[Text block Boundary: Start]

Perhaps, however, less weight will be given to inferences about whether or not Parliament has chosen to intervene since, until 1 January 2021, it has not been possible for Parliament to depart from binding judgments of the CJEU. Whilst there will be some areas where the courts will say that it is more appropriate for Parliament to intervene if the UK is to depart from retained EU case law, there will be less of a case to argue (at least at first) that the fact Parliament has not done so represents an endorsement of the status quo.
One question that remains unclear is what weight – if any – courts will give to a desire that UK law should develop consistently with European law. Before now this consideration has been central to the requirement that EU law be interpreted and applied consistently across Member States. This enabled and ensured the fundamental freedoms (goods, services, persons and capital) and promoted economic integration. The more EU and UK law diverge the less economically integrated the UK will become (with consequent barriers to trade and economic inefficiencies). To what extent UK courts can or should take the desirability of maintaining such harmonisation into account remains to be seen.

[Text block Boundary: End]

### Assignment 1
List the fundamental freedoms that the passage on retained EU case law names.
### Assignment 2
Write a continuation of the passage on retained EU case law, starting after its final sentence.

[Supplied material Boundary: Start]

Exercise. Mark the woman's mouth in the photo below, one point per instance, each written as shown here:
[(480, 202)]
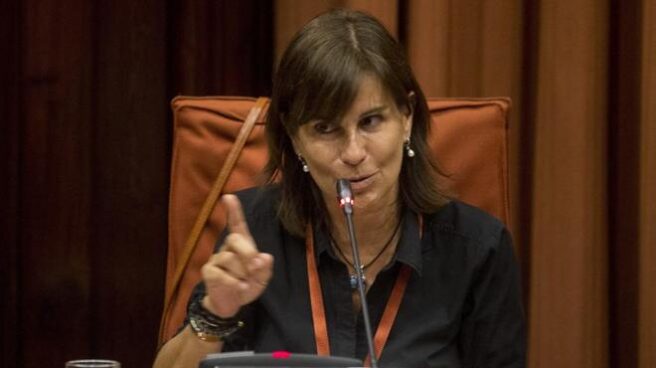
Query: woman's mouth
[(360, 183)]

[Supplied material Boundary: End]

### Written response 1
goods, services, persons, capital

### Written response 2
In considering this, courts will need to be mindful of wider international legal obligations. In that context, it is notable that legislation had, in anticipation of a no-deal scenario, already started deliberately moving away from a situation which privileged UK-EU relations. For example, the Freedom of Establishment and Free Movement of Services (EU Exit) Regulations 2019 removed from the scope of retained EU law the rights of freedom of establishment and free movement of Services accorded to EU citizens under the TFEU (Treaty on the Functioning of the European Union). These regulations were introduced to ensure that the UK is “compliant with its World Trade Organisation (WTO) obligations, including the General Agreement on Trade in Services”. In other words, there was a concern that the continued recognition of these rights would show unlawful favouritism to EU members over other WTO members. Such concerns may now be lessened as a result of the EU-UK free trade agreement, settled on 24 December 2020. However, this nonetheless emphasises the difficult considerations which may arise when considering whether it is ‘right’ to depart from EU precedents.
The Government has taken the deliberate step, by the Regulations, of extending the power to depart from retained EU case law from the Supreme Court to inter alia the Court of Appeal. As stated in its response to the consultation regarding the extension of the power (carried out pursuant to section 6(5A) of the Act), the rationale for the extension was to “help achieve our aim of enabling retained EU case law to evolve more quickly than otherwise might have been achieved” and to ease the burden on the Supreme Court. Certainly, extending the power to a wider range of courts will provide greater opportunities to exercise the power to depart from retained EU case law; however, with that opportunity comes the scope to re-litigate established issues. We consider it unlikely that the Regulations will ease the burdens on the Supreme Court, on the contrary we consider that both the Court of Appeal and the Supreme Court are, at least initially, likely to see a high number of appeals concerning the exercise of the power to depart from retained EU law.
This blog post first appeared as an article in the February issue of Butterworths Journal of International Banking and Financial Law.